> **WHAT THIS TASK INVOLVES**
Please give back only the lines below from the one containing "output: well-known text, one" to the one containing "background, it would be much appreciated.", each repeated word for word, both ends included.

> **PROVIDED INFORMATION**
● ● ●

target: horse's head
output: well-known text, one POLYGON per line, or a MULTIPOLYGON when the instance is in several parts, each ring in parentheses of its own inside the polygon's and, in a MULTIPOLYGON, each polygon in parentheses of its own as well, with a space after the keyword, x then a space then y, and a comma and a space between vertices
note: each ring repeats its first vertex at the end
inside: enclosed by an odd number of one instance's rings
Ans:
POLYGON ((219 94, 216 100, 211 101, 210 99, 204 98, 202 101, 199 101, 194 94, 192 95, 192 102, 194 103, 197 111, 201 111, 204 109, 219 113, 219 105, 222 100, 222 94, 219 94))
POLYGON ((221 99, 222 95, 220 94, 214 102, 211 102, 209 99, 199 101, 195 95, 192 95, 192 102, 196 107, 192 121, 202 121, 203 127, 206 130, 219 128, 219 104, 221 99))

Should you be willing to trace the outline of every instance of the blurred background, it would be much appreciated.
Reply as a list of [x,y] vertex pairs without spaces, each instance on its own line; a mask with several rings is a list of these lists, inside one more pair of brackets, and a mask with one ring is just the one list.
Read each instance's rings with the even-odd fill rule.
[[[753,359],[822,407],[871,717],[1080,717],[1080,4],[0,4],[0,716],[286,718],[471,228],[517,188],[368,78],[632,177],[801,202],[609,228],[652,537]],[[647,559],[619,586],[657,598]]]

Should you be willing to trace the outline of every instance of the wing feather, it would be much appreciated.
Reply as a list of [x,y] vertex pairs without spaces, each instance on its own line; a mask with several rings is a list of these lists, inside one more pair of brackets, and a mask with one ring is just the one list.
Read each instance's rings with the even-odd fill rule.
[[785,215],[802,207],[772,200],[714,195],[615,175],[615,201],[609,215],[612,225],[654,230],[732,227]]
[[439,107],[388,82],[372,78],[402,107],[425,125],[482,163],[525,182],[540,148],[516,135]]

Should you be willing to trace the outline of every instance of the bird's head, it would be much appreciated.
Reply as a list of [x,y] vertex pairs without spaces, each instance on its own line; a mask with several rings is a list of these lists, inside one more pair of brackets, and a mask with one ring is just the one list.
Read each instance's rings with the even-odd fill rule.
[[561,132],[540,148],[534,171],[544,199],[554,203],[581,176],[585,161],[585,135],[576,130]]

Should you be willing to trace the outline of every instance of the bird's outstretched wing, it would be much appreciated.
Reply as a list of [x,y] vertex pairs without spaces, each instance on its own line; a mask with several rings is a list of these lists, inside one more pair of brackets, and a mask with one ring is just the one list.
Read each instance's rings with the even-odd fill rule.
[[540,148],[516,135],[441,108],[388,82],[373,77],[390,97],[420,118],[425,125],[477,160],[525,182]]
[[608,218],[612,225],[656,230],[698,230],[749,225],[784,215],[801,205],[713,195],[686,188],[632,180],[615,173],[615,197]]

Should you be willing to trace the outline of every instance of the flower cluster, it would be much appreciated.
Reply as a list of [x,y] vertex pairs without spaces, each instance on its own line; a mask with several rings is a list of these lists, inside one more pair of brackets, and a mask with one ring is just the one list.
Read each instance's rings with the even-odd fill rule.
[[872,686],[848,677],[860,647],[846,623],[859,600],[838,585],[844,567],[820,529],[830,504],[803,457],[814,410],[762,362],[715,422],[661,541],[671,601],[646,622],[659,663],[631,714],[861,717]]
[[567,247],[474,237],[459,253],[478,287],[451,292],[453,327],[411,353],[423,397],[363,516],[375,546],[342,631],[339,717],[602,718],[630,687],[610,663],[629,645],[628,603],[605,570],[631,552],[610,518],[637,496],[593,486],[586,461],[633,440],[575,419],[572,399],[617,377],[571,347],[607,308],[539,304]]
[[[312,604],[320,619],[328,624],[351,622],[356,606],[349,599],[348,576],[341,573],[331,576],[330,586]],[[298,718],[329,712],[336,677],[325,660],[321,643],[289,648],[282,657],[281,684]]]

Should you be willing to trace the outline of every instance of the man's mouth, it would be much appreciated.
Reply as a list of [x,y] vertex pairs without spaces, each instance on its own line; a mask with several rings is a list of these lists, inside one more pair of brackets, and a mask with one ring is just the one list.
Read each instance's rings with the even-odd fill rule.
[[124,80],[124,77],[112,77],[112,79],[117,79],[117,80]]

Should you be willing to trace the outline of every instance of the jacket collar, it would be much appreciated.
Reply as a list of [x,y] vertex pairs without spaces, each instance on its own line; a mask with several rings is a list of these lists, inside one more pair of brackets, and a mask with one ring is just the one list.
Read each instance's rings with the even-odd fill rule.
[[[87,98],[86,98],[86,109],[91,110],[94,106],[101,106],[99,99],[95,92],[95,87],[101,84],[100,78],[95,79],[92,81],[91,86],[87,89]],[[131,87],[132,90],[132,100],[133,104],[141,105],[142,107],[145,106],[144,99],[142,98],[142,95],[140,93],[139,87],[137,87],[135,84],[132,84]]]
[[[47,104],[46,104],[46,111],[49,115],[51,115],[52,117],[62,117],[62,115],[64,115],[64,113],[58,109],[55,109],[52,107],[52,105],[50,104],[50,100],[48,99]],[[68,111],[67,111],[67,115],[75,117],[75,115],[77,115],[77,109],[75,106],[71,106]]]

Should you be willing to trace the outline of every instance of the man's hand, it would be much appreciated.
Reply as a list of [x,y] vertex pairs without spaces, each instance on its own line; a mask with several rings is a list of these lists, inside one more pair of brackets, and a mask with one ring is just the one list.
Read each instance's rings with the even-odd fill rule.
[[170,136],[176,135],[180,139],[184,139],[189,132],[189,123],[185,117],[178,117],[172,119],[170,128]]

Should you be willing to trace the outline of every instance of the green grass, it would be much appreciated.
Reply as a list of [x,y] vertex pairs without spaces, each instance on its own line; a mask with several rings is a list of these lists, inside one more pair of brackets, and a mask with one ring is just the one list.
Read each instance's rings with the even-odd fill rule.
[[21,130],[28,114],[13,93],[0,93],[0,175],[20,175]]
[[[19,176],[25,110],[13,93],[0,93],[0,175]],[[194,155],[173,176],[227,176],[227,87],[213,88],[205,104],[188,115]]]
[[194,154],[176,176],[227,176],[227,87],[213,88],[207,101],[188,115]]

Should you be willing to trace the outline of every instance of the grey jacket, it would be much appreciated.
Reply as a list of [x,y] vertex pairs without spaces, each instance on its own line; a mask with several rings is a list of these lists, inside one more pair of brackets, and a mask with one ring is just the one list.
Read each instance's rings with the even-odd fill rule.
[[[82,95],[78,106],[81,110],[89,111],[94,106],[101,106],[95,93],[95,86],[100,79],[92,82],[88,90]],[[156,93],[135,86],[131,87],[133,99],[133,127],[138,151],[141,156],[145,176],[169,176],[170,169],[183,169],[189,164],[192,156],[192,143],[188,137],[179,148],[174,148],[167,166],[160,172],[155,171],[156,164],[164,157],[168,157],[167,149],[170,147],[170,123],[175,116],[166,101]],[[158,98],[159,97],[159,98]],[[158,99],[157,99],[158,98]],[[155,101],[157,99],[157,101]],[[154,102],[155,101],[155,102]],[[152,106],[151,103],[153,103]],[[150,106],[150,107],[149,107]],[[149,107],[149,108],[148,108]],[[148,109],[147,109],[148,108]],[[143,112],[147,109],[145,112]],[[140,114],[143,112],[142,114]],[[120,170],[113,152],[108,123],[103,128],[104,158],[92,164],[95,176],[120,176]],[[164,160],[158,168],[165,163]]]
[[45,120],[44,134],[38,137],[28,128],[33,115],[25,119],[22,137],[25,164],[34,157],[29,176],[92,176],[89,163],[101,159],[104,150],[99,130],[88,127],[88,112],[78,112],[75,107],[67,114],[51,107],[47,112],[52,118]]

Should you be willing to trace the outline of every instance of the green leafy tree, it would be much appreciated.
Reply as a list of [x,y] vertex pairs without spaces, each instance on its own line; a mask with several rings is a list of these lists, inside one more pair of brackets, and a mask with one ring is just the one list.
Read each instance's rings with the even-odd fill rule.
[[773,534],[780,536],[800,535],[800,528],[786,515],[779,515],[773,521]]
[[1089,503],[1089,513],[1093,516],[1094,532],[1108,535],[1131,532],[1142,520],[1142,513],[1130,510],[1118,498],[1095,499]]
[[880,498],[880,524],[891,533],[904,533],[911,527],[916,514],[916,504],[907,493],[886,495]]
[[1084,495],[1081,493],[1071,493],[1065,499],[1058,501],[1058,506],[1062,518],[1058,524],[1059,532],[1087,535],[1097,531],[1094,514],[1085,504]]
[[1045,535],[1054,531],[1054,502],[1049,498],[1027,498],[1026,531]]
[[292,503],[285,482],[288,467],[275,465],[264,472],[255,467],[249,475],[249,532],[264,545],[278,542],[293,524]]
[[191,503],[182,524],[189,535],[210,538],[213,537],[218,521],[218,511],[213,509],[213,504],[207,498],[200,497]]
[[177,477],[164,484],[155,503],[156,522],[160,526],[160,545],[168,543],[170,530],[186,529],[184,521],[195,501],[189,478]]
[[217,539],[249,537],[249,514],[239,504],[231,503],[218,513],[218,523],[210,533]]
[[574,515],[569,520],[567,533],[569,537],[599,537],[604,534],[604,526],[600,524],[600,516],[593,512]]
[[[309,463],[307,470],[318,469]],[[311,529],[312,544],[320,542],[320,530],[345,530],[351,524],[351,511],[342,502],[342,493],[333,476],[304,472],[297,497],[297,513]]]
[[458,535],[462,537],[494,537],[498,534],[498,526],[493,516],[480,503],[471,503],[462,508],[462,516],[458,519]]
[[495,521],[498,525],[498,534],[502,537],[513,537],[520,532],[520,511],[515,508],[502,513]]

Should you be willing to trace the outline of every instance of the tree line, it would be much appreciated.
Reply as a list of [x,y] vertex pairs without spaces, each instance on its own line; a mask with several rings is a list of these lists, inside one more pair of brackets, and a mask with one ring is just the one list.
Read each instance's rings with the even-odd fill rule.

● ● ●

> **THE COMPLETED TASK**
output: well-known text, one POLYGON per line, or a MULTIPOLYGON when the instance is in several parts, each ring in parentheses of its own inside the polygon's and, in a MULTIPOLYGON, each polygon in parentheses of its own as well, with a space after the keyword, x then a space then y, and a comma and a space between vertices
note: each ring repeats its first vertex at the end
inside: enclosed by an odd number of one instance's rings
Ans:
POLYGON ((219 94, 216 100, 211 101, 210 99, 204 98, 202 101, 199 101, 194 94, 192 95, 192 102, 194 103, 197 111, 201 111, 204 109, 219 113, 219 105, 222 100, 222 94, 219 94))
POLYGON ((221 99, 222 95, 220 94, 214 102, 211 102, 209 99, 199 101, 195 95, 192 95, 192 102, 196 107, 192 121, 202 121, 203 127, 206 130, 219 128, 219 104, 221 99))

Should you be willing to trace the outline of every instance of the blurred background, it would be much appreciated.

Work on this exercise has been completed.